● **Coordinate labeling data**
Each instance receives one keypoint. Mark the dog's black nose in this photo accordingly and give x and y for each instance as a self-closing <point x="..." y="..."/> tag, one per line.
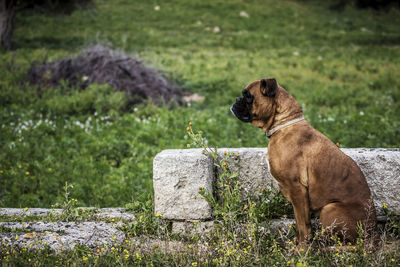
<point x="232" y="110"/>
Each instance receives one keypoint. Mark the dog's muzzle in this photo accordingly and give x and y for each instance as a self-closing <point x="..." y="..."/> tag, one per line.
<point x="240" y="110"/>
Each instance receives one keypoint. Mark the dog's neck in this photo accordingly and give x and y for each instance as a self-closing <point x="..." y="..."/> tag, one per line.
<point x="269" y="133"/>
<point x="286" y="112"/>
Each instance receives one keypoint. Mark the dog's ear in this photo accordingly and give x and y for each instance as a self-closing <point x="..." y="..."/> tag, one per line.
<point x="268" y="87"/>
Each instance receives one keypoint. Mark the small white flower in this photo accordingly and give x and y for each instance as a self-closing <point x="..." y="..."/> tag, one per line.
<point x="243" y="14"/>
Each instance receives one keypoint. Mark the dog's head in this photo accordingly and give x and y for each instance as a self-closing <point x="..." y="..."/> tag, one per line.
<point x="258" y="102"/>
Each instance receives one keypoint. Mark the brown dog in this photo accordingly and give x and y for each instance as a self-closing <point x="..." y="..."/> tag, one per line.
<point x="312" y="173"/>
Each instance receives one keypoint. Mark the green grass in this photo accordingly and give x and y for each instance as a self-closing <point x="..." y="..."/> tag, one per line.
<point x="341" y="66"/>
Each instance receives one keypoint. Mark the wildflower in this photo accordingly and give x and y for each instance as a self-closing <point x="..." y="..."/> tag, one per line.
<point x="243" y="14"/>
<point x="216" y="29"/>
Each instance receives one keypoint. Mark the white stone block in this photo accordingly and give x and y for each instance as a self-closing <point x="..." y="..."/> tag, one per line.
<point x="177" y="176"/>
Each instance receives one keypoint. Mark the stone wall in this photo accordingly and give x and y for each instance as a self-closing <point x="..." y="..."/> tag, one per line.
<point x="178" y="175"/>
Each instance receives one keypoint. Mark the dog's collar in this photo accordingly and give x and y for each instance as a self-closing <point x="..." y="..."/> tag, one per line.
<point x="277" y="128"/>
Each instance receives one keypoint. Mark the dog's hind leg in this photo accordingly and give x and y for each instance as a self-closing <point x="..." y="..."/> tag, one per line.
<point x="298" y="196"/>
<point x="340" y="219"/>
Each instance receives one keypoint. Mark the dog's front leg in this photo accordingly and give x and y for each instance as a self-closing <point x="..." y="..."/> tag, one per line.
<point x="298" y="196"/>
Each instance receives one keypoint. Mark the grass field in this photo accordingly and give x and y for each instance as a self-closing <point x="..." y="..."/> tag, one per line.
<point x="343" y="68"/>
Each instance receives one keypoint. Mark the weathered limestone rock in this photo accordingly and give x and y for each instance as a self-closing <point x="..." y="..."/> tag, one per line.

● **WRITTEN PROBLEM**
Output every line of the items above as a numbered list, skipping blank lines and leaving out the pictures.

● **WRITTEN SOLUTION**
1. Each instance receives one keypoint. Mark the dog's black nose in this photo accordingly and give x and y for each instance as a self-closing <point x="..." y="..."/> tag, one per line.
2. <point x="232" y="110"/>
3. Each instance receives one keypoint. Mark the dog's muzzle in this photo accordingly and give x and y for each instance as a self-closing <point x="..." y="..."/> tag, one per line.
4. <point x="240" y="110"/>
5. Each instance receives one keypoint. Mark the dog's neck in this photo accordingly and give x and y for each instance as a self-closing <point x="..." y="..."/> tag, one per line.
6. <point x="269" y="133"/>
7. <point x="286" y="112"/>
8. Each instance receives one keypoint. Mark the dog's ear in this photo accordingly and give x and y for each instance as a self-closing <point x="..." y="..."/> tag, one per line.
9. <point x="268" y="87"/>
10. Each instance receives one keypoint. Mark the small white flower in this photo accordingly and give x and y for each instance as a self-closing <point x="..." y="..."/> tag, one per line.
11. <point x="243" y="14"/>
12. Each instance receives one keypoint. Mark the dog's head in this photo accordingly and give x and y for each instance as a self-closing <point x="..." y="..."/> tag, one per line.
13. <point x="258" y="102"/>
14. Each instance receives one keypoint. Mark the brown dog in this photo accordingly and give x and y for each instance as a self-closing <point x="..." y="..."/> tag, one per line.
15. <point x="312" y="173"/>
16. Each instance receives one keypoint. Mark the green grass in this photo accordingly and give x and y for each instance as a self-closing <point x="..." y="..."/> tag, one per line.
17. <point x="341" y="66"/>
18. Each instance receives one keypoint. Mark the wildflower in this photo accordingly and give x and y for each instance as a self-closing <point x="..." y="..."/> tag, one per line.
19. <point x="243" y="14"/>
20. <point x="216" y="29"/>
21. Each instance receives one keypoint. Mark the white stone block in this photo accordingly and give x and y for each instance as a self-closing <point x="..." y="..."/> tag, one per line.
22. <point x="177" y="176"/>
23. Each instance receives one keypoint. Mark the stone wall in this photo accordingly and give x and y for each instance as a self-closing <point x="..." y="..."/> tag, one per line.
24. <point x="178" y="175"/>
25. Each instance receives one keypoint. Mark the dog's collar in this photo accordingly and give x and y for each instance as a self-closing <point x="..." y="..."/> tag, one per line.
26. <point x="277" y="128"/>
27. Each instance receives one keypoint. Mark the dog's hind leg in this photo accordingly and give x and y for each instance as a self-closing <point x="..." y="..."/> tag, one per line.
28. <point x="298" y="196"/>
29. <point x="340" y="219"/>
30. Each instance receives one keypoint. Mark the dog's front leg in this photo accordingly and give x and y for each instance as a self-closing <point x="..." y="..."/> tag, one per line.
31. <point x="298" y="196"/>
32. Each instance receives one keypoint. Mark the grass field in this photo accordingly and give x and y for each instance as a self-closing <point x="..." y="..."/> tag, one per line.
33. <point x="343" y="68"/>
34. Each instance receives one keypoint. Mark the weathered limestone rock in this photo accordingly and give x and y for each instance as a self-closing <point x="..." y="..."/> tag, one per line.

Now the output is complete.